AIM OF THE TASK:
The word "below" occurs in some lines of the data. Return each such line.

DATA FOR THE TASK:
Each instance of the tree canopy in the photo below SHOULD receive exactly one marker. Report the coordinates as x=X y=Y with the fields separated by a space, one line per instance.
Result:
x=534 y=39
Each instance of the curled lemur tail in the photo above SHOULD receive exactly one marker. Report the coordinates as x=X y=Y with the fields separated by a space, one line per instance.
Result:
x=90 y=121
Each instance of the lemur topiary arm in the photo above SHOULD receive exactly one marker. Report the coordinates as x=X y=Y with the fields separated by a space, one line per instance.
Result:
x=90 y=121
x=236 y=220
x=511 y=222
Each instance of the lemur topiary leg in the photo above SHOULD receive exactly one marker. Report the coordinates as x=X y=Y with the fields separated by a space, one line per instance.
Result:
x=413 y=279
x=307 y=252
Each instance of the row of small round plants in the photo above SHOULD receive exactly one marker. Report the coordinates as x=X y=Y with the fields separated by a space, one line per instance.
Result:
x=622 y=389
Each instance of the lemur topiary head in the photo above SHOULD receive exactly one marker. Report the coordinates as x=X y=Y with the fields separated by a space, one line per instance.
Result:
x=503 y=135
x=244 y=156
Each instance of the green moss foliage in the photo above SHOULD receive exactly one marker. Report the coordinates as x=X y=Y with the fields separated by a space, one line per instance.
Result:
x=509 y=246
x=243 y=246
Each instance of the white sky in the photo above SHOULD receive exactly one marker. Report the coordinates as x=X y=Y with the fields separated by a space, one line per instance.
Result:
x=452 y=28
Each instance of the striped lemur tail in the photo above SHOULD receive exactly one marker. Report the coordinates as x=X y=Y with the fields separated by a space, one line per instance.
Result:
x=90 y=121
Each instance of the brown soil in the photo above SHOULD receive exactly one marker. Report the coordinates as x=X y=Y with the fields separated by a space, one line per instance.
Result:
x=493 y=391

* * *

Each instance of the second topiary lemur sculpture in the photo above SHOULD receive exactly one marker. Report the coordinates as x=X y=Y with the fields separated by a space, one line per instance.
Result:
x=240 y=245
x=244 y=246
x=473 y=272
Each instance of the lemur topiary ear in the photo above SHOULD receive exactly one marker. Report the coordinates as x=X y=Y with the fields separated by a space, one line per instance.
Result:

...

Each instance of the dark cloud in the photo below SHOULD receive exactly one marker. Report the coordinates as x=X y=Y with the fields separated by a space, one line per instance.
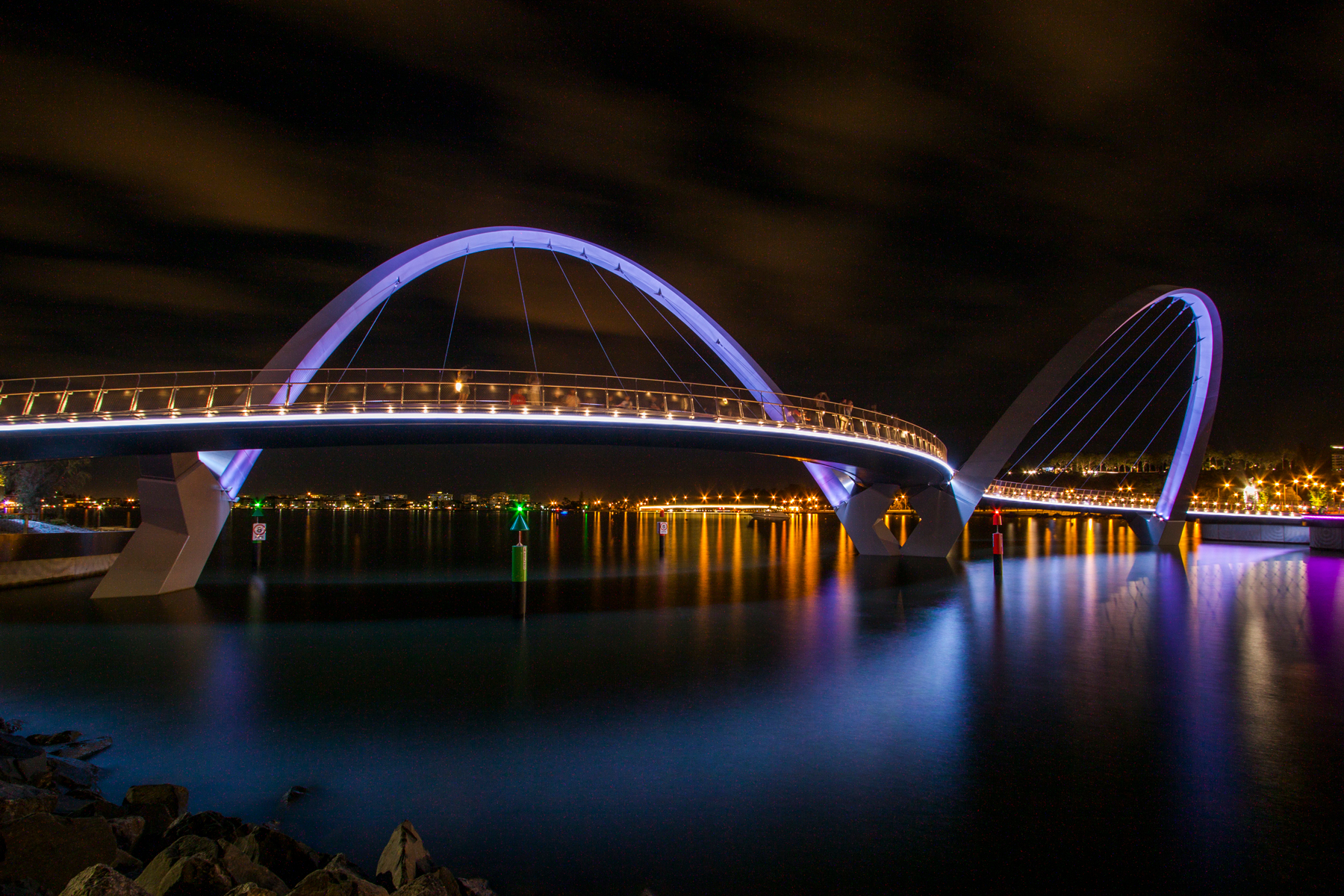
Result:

FINAL ANSWER:
Each instance of the tree canopy in the photo below SHOULD receive exactly one marker. Report the coordinates as x=X y=Y with the fields separated by a space, one line per instance.
Each instance of the dark cloud in the photo below SHOULD receive exactly one marker. Report the coordinates as x=X y=Y with the fields separated by a space, one line per instance.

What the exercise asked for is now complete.